* Stated exercise: Find every line in the listing below that contains the word "above", and copy each of those lines in full.

* Record extracts:
○ ○ ○ ○ ○

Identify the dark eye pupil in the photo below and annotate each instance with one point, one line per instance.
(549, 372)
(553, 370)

○ ○ ○ ○ ○

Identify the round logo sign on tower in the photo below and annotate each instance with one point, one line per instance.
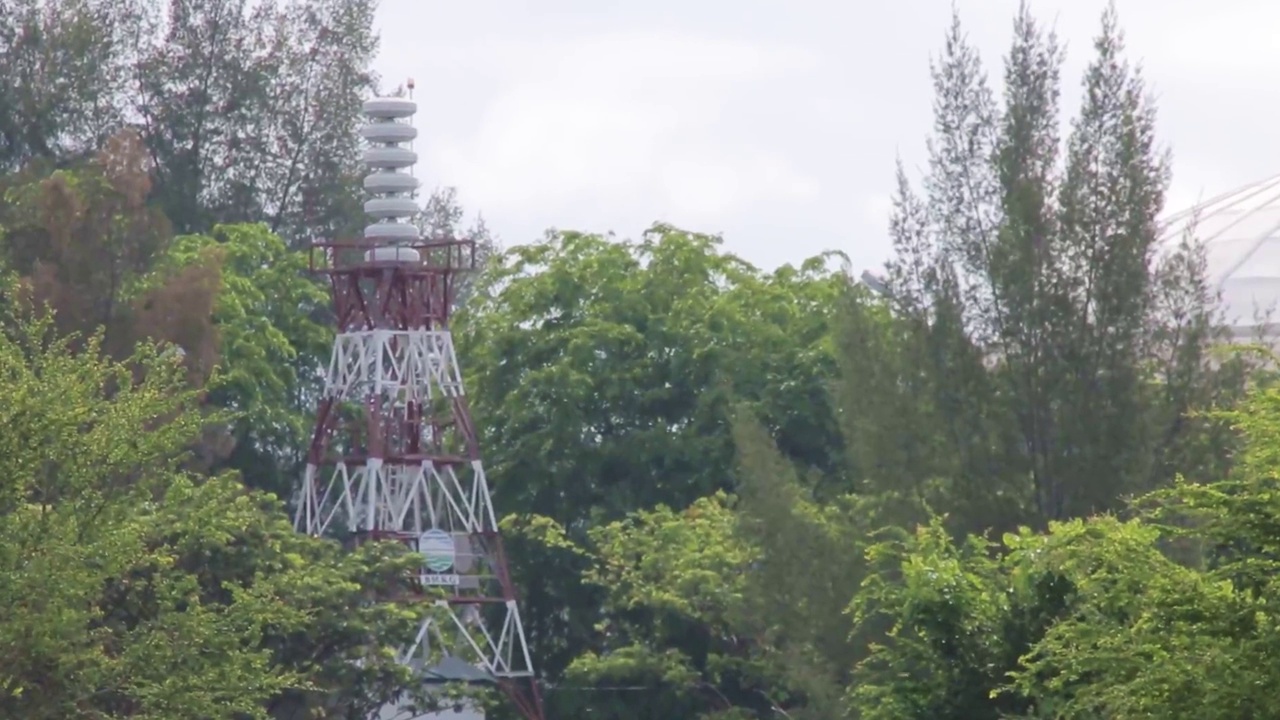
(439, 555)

○ ○ ○ ○ ○

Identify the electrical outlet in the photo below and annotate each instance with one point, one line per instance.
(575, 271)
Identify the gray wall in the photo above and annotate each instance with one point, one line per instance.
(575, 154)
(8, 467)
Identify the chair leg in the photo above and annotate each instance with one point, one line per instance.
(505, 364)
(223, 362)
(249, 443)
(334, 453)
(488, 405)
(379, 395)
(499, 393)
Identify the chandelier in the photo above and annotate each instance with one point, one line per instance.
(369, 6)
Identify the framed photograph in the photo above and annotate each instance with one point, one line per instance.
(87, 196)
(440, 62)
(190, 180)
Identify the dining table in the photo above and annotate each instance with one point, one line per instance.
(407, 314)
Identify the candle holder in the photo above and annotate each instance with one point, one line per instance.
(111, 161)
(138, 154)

○ ○ ○ ○ ○

* Solution to the exercise:
Identify the gray wall in the photo above and annotate each instance with one point, one line per instance.
Identify the chair leg in the photo above and annotate each instance with one point, one line per instance.
Identify the chandelier in the photo above and annotate each instance with one point, one line per instance.
Identify the framed photograph in the photo above and annotate each instance with one point, one line per instance.
Identify the dining table in the photo above and annotate each instance with one point, one line per instance.
Identify the candle holder in the photo above and annotate each instance with one point, one line per instance.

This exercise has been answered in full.